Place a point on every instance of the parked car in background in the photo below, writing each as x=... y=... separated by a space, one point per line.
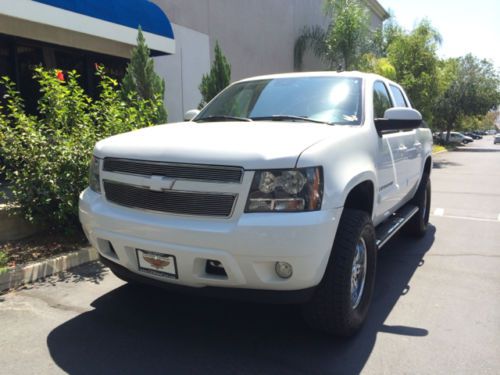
x=473 y=135
x=455 y=137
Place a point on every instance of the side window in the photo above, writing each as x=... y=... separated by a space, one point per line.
x=381 y=99
x=398 y=96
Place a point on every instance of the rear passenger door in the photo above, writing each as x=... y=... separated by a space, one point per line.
x=390 y=156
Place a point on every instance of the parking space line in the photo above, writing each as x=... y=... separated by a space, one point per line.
x=439 y=212
x=469 y=218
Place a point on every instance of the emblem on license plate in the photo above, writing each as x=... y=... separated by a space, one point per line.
x=156 y=262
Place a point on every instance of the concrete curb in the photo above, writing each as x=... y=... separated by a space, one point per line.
x=439 y=152
x=21 y=275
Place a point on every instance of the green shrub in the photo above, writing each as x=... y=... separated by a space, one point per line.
x=46 y=156
x=218 y=78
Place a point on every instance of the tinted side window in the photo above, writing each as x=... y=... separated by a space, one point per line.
x=398 y=97
x=381 y=99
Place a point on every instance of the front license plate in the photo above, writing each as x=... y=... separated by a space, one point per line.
x=157 y=264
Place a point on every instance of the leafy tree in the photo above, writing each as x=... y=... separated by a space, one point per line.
x=218 y=78
x=345 y=40
x=142 y=79
x=45 y=156
x=471 y=87
x=414 y=57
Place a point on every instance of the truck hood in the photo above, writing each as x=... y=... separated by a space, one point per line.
x=251 y=145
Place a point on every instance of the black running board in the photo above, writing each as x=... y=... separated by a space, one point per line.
x=393 y=224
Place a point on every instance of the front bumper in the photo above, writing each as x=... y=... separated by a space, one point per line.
x=247 y=246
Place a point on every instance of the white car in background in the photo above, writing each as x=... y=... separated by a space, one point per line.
x=456 y=137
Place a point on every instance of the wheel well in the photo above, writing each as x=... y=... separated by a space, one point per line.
x=361 y=197
x=427 y=167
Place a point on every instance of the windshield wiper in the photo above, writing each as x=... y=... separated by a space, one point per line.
x=222 y=118
x=290 y=117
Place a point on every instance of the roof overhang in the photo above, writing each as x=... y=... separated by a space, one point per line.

EXERCISE BRIEF:
Please retype every entry above exactly, leaving out any picture.

TASK SOLUTION:
Place a point on every instance of the parked car in background in the photo below, writing each as x=... y=... separated by a space, one point per line.
x=473 y=135
x=455 y=137
Place a point on every instance of the side window in the photo above, writing each as x=... y=... separated by a space, one point per line.
x=381 y=99
x=398 y=96
Place a point on every instance of the rear passenger door in the photo above, writing each as x=... y=... separated by a space, one point per line.
x=390 y=156
Place a point on every instance of the parking space line in the photo above, writing each as x=... y=... separated by a space, one point per line.
x=439 y=212
x=469 y=218
Place a point on every instance of the emblem on license plate in the photo above, writing each as x=... y=... separated by a space, one point per line.
x=156 y=262
Place a point on every instance of the concrete curb in the photo above, writing each as x=... y=... separated by a space, one point per line.
x=439 y=152
x=21 y=275
Place a point on every instance of the green shrub in the photo above, writing each as x=... y=... separated by a space, one point per line.
x=46 y=156
x=218 y=78
Place a point on every instance of the tinted side window in the photo above, writing each as x=... y=... separated by a space, one point per line.
x=398 y=97
x=381 y=99
Place a point on every instance of the front license plate in the photo above, writing each as x=... y=... separated by a space, one point per line.
x=157 y=264
Place a point on every instance of the leafy tree in the photo above, writing each as x=... y=... separated by a space, one point per line.
x=218 y=78
x=345 y=40
x=142 y=79
x=45 y=156
x=471 y=87
x=414 y=57
Place a point on every instance of the truck hood in the photo above, writing each as x=... y=... separated by a space, one point per line.
x=251 y=145
Place a point on every instance of the black running board in the photo above, writing each as x=... y=... separated by a space, one point per line.
x=393 y=224
Place a point on every instance of the front bumper in the photo above, writing each as x=... y=... separated by a space, one point per line.
x=247 y=246
Place a point on every instance of the white car in background in the photo above, writing each as x=... y=... separated by a space, one point per line.
x=456 y=137
Place a point on every instance of the wheel well in the photo above, writing each as x=... y=... separated by a space, one point per line.
x=361 y=197
x=427 y=167
Place a point on every instance of the windshield wiper in the photo above, writing each as x=... y=... separated by a space, one point per line.
x=222 y=118
x=290 y=117
Place a point on every instance of the roof overhang in the photo above, writing each as x=... y=... separated by a space, one point per line.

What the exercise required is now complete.